# Data provided start

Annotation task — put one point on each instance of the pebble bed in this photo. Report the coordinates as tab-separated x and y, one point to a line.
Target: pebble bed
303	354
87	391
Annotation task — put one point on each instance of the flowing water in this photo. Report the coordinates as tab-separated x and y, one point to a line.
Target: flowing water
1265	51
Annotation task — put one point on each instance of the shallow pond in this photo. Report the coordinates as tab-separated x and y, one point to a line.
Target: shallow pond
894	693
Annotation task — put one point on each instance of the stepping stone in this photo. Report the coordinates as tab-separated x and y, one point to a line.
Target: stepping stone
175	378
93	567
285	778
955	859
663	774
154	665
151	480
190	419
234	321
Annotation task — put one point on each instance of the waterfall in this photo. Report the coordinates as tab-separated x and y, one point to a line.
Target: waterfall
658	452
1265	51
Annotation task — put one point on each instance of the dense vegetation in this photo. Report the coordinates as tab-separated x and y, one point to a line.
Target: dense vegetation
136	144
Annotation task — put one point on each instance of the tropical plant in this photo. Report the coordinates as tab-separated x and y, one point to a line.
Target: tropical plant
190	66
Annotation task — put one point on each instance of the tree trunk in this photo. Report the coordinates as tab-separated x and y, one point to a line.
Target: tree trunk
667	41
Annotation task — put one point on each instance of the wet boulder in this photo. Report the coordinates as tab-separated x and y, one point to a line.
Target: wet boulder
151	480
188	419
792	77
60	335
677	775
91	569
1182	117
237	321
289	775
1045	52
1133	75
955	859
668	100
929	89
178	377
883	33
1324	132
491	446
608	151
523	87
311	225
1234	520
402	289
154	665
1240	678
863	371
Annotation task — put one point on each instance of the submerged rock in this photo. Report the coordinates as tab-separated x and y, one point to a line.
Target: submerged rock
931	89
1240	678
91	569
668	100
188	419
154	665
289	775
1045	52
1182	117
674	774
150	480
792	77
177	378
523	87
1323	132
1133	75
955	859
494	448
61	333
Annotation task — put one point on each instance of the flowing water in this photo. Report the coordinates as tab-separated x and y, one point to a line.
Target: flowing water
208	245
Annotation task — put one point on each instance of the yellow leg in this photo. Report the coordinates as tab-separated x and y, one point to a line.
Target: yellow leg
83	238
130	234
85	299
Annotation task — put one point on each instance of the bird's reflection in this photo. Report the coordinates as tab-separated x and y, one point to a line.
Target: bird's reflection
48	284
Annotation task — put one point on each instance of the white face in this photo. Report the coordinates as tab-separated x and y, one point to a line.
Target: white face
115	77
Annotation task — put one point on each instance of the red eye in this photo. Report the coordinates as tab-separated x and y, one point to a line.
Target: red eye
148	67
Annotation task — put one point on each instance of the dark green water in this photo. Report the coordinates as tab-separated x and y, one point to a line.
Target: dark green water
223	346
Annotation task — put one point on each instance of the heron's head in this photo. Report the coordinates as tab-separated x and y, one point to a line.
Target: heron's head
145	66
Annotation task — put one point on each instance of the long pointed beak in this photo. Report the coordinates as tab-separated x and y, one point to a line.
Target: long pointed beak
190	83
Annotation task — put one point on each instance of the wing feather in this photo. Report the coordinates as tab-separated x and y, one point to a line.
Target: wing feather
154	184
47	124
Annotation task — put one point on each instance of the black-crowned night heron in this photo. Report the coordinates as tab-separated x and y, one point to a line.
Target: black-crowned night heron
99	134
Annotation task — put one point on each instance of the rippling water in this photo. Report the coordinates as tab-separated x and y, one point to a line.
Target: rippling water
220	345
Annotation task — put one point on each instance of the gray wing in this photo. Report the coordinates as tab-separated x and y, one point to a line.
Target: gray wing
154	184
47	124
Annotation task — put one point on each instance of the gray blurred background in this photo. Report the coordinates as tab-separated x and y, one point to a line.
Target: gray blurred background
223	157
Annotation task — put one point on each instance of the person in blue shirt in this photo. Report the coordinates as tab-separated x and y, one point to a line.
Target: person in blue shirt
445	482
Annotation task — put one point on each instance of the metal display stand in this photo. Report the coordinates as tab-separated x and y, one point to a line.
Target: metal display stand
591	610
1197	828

# Data provided end

* [Goal]:
Return each line of the records above exactly as it reads.

* [In response]:
Annotation task — put one point on each instance of the pebble bed in this photo. Report the coordinates as tab-separated x and y, one point to a line.
Target: pebble bed
303	354
87	391
Annotation task — put one point on each instance of the flowing water in this photo. Report the coordinates as tab-separated x and y, one point to a line.
Target: flowing water
1265	51
Annotation task — put one point on each instance of the shallow pond in this photo. Report the coordinates as tab-separated x and y, one point to a line.
Target: shallow pond
894	693
Annotation task — put one point on each instance of the stepping stone in this photo. Report the coordinates as tab-separated x and y, one point to a line.
Target: stepping stone
175	378
93	567
285	778
955	859
663	774
154	665
151	480
190	419
234	321
Annotation task — put one point on each instance of the waterfall in this photo. Report the coordinates as tab-separated x and y, one point to a line.
Target: waterfall
658	452
1265	51
Annotation task — put one point on each instance of the dense vegetation in this photo. Report the coordinates as tab-separated x and y, one point to a line.
Target: dense vegetation
136	144
Annotation task — put one point on each instance of the tropical plant in this photo. Report the coordinates as tab-separated x and y, one point to a line.
Target: tropical plant
190	66
Annotation task — put one point on each instance of the tree trunk in this photo. Report the coordinates as tab-separated x and y, one point to a line.
Target: tree trunk
667	41
Annotation task — put one point on each instance of the wet boulder in this photo. Report the coordinates as tab-separated x and y, one point to a line.
Target: wet boulder
151	480
188	419
792	77
60	335
677	775
91	569
1182	117
237	321
289	775
1045	52
1133	75
955	859
668	100
929	89
178	377
883	33
1324	132
491	446
608	151
523	87
311	225
1234	520
402	289
154	665
1240	678
863	371
Annotation task — put one point on each instance of the submerged rock in this photo. Report the coordinates as tab-separated x and y, one point to a line.
Target: submerged rock
931	89
1240	678
91	569
668	100
188	419
154	665
289	775
1045	52
1182	117
674	774
150	480
792	77
177	378
523	87
1323	132
1133	75
955	859
494	448
61	333
Annotation task — put one point on each instance of the flowing water in this photo. Report the coordinates as tab-separated x and y, one point to a line.
Target: flowing water
208	245
Annotation task — put one point on each instance of the yellow leg in this photo. Report the coordinates as tab-separated x and y, one point to a line.
Target: yellow leg
83	238
130	234
85	299
Annotation task — put one point on each instance of the bird's reflection in this photo. Report the coordinates as tab-separated x and y, one point to a line.
Target: bird's reflection
48	284
Annotation task — put one point on each instance of the white face in this photo. Report the coordinates as tab-separated x and y, one point to a line.
Target: white face
115	77
Annotation task — put one point on each instance of the red eye in this photo. Report the coordinates as tab-separated x and y, one point to a line.
Target: red eye
148	67
Annotation task — put one point on each instance of the dark green water in this photo. Report the coordinates as tab-separated x and y, one point to a line.
Target: dark green water
223	346
Annotation task — put one point on each instance of the heron's head in this photo. Report the coordinates as tab-separated x and y, one point to a line.
Target: heron's head
145	66
Annotation task — put one point on each instance of the long pointed beak in this photo. Report the coordinates as tab-separated x and y, one point to a line.
Target: long pointed beak
190	83
Annotation task — put one point on each instance of the wing feather in this photo. Report the coordinates as tab-separated x and y, one point to a line.
Target: wing feather
154	184
47	124
Annotation task — put one point on each instance of the black-crowned night heron in this photo. Report the coordinates as tab-separated x and y, one point to a line.
Target: black-crowned night heron
99	134
Annotation task — put one point on each instance of the rippling water in this photo. Report the coordinates as tab-separated x and y, one point to a line.
Target: rippling water
220	345
Annotation task — put one point on each instance of the gray wing in this photo. Report the coordinates as tab-separated x and y, one point to a line.
Target: gray wing
154	184
47	124
Annotation task — put one point on each instance of the gray blurred background in this photo. Report the coordinates as tab-separated x and y, one point to a line.
Target: gray blurred background
223	157
Annotation task — put one point on each instance of the person in blue shirt in this photo. Report the coordinates as tab-separated x and y, one point to a line.
Target: person in blue shirt
445	482
Annotation task — put one point on each instance of the metal display stand in this photo. Report the coordinates as tab-separated x and y, one point to a line.
Target: metal display stand
591	610
1197	828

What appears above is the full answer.